Más allá de las críticas que irritan a los funcionarios de turno, el problema a resolver no es la guerra de palabras sino la consistencia de un set de políticas que mes tras mes genera más dudas que certidumbre

Héctor Rubini 05 marzo de 2018

Por Héctor Rubini Instituto de Investigación en Ciencias Económicas de la USAL

“Realidad mata relato” es una frase recurrente para evaluar políticos en el Gobierno o en la oposición. Pero también ha de admitirse, usando otra frase hecha, que “la necesidad tiene cara de hereje” y adaptarse a conflictos no totalmente bajo su control, como el de la negociación salarial.

* * * * * * *

Objetivo del ejercicio => Reproduce textualmente el pasaje de la sección del documento que comienza con las palabras "Más allá de" y concluye con "la negociación salarial.". El listado siguiente procede de una fuente distinta.

Datos proporcionados =>

* * * * * * *

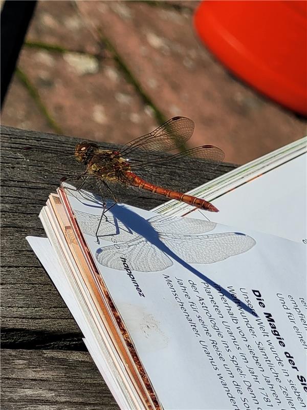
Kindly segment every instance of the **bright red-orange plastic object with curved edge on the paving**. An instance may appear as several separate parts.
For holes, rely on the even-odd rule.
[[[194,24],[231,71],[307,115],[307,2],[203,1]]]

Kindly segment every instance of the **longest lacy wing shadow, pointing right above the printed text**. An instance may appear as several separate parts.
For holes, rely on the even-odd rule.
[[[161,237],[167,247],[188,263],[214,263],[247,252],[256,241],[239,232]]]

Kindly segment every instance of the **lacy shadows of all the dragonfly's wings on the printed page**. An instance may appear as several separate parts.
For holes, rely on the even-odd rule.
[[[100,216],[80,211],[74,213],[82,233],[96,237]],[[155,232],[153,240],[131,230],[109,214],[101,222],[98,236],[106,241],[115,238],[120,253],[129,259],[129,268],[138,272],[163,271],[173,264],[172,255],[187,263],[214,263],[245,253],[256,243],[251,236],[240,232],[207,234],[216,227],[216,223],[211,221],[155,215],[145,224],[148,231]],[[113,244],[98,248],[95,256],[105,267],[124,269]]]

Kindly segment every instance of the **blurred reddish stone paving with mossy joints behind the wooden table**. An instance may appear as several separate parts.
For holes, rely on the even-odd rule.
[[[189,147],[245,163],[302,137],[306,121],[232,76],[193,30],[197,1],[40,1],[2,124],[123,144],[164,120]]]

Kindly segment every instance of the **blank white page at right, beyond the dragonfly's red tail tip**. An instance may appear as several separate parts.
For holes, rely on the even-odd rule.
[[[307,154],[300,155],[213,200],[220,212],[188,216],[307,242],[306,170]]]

* * * * * * *

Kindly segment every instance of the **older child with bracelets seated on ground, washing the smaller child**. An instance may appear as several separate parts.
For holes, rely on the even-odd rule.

* * * * * * *

Respuesta =>
Más allá de las críticas que irritan a los funcionarios de turno, el problema a resolver no es la guerra de palabras sino la consistencia de un set de políticas que mes tras mes genera más dudas que certidumbre

Héctor Rubini 05 marzo de 2018

Por Héctor Rubini Instituto de Investigación en Ciencias Económicas de la USAL

“Realidad mata relato” es una frase recurrente para evaluar políticos en el Gobierno o en la oposición. Pero también ha de admitirse, usando otra frase hecha, que “la necesidad tiene cara de hereje” y adaptarse a conflictos no totalmente bajo su control, como el de la negociación salarial.